### Written problem
Pull out everything from the line containing "the boat in" down to the end of the data, word for word. Leave the pictures out.

— Start Recorded data —

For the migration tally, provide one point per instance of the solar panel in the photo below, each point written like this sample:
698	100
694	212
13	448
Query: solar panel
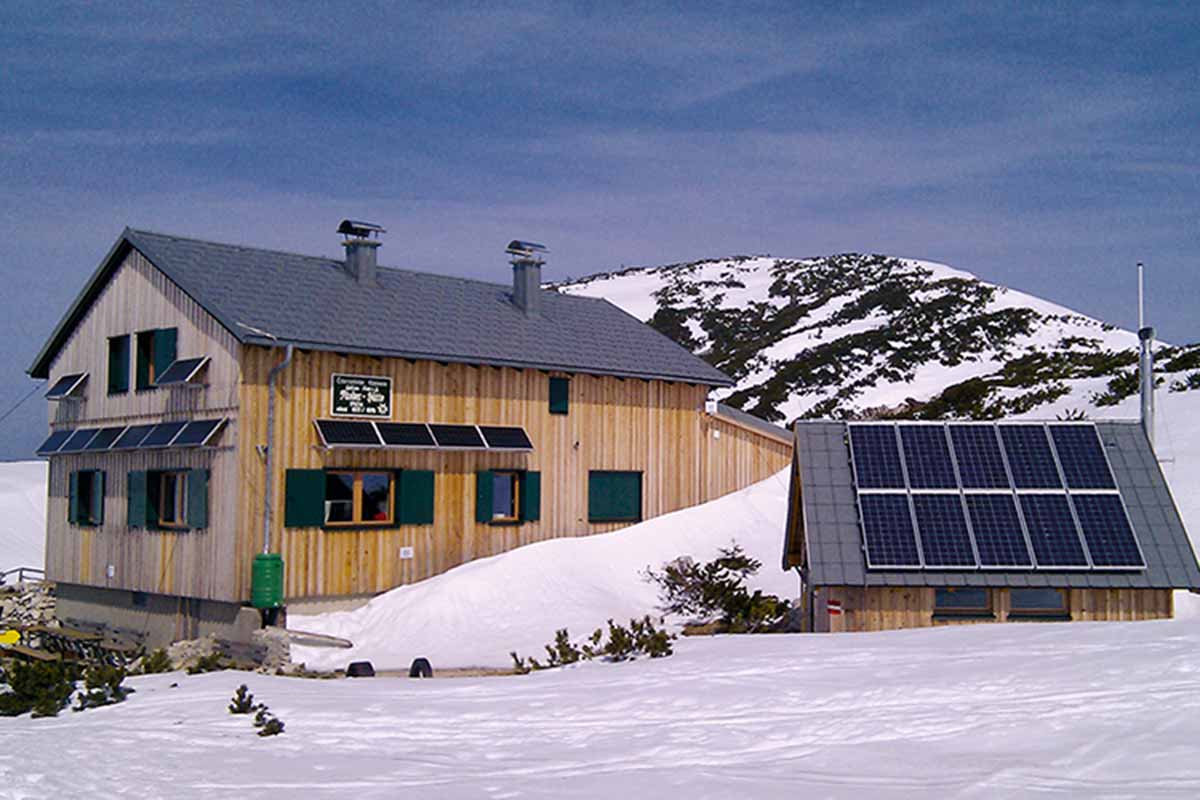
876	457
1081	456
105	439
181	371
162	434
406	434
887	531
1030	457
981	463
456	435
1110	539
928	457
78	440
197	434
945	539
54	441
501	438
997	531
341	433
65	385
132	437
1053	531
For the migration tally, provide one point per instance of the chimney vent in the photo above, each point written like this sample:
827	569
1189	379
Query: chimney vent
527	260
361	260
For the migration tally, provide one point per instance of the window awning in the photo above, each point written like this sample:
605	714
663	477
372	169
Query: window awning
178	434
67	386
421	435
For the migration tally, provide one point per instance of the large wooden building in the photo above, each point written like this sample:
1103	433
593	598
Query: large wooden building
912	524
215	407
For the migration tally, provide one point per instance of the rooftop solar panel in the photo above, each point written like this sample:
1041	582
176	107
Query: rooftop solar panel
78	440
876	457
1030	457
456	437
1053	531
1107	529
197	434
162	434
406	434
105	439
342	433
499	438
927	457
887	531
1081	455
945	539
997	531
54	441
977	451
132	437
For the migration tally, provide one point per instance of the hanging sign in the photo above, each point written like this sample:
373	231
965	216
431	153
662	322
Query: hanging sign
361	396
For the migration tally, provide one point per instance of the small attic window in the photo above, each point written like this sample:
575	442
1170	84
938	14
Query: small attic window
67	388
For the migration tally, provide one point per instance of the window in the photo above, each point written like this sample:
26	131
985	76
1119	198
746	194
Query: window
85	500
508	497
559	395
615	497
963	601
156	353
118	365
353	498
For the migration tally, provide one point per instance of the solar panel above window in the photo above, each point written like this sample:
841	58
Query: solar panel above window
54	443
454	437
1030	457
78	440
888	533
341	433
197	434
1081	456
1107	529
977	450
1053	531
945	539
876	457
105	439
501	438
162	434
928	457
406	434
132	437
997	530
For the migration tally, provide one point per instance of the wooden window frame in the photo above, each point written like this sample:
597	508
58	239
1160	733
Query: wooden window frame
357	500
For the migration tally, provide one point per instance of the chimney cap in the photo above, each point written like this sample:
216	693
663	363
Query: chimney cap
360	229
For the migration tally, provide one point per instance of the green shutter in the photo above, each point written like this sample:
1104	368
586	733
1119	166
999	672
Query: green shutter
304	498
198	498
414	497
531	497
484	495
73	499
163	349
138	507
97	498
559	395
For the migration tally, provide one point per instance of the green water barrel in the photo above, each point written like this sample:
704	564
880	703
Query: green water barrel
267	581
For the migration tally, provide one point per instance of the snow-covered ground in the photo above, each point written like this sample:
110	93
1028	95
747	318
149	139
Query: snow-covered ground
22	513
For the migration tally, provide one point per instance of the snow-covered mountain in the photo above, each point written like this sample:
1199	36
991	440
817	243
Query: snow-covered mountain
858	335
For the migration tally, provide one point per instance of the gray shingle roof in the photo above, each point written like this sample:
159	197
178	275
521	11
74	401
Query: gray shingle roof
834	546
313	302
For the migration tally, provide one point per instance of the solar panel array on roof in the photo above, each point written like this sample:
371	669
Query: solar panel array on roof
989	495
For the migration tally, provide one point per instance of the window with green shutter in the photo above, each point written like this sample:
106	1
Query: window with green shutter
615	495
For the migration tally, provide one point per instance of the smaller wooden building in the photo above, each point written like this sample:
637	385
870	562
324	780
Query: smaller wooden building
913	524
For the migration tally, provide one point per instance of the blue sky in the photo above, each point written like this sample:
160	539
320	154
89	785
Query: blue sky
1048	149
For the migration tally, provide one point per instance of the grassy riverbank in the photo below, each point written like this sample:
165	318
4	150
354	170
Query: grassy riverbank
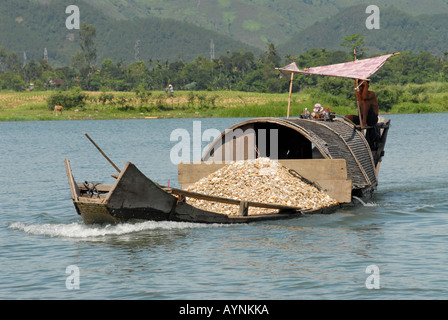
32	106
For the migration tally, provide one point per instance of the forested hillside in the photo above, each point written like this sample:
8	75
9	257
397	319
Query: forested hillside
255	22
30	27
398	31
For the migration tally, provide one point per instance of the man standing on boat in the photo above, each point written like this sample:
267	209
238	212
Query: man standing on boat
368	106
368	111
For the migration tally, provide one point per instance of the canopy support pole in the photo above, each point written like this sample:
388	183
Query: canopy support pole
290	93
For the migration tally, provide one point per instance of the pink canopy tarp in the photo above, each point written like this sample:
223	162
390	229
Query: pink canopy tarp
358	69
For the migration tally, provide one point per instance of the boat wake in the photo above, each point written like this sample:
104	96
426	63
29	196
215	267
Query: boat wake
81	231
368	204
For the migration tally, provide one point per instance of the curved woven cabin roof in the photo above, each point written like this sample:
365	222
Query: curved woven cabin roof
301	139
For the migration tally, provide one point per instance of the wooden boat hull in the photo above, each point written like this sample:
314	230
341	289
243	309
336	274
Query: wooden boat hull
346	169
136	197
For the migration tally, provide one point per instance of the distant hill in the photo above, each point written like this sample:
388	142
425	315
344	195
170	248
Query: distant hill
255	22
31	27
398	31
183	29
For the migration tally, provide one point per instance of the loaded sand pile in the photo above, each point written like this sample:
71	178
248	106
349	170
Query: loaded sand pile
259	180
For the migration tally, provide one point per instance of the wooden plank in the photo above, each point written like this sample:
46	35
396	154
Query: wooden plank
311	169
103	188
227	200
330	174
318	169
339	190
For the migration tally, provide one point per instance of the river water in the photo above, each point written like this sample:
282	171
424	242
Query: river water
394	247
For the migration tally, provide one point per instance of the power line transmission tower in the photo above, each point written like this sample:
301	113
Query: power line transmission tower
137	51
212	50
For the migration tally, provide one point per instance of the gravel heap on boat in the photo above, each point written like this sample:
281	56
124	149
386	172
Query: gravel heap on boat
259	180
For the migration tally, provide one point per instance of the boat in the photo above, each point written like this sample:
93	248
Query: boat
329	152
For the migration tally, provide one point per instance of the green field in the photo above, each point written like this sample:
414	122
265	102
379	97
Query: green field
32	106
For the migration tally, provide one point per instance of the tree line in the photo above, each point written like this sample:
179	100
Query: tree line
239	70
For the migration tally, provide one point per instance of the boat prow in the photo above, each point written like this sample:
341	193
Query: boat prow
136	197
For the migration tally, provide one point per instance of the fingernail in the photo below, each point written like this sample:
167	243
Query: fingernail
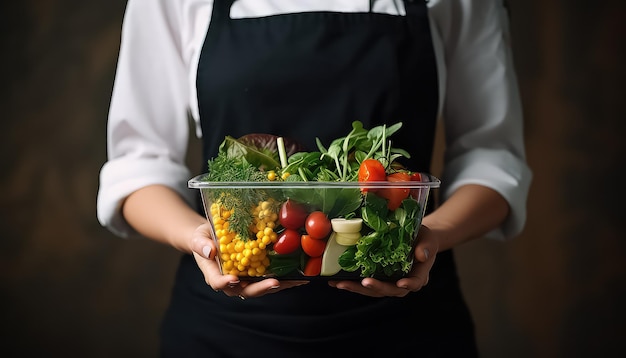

— End Recorded data —

### Complete answer
For the migration tally, provide one point per instance of the boat in the photo above, each point written like this sample:
93	248
Query: boat
329	152
For the migration tally, provide one point per instance of the green field in the photo above, each point written like this sample:
414	122
265	102
379	97
Query: green field
32	106
For the migration tally, provide one point per instance of the tree line in the photo above, each point written like this sample:
179	100
Query: tree line
239	70
For the migration tally, provide one point per instance of the boat prow in the photo above, each point written like this sample:
341	193
Query: boat prow
136	197
For the migration tally, provide one point per instance of the fingernail in the photo below, each point written like this sample:
167	243
Query: fingernail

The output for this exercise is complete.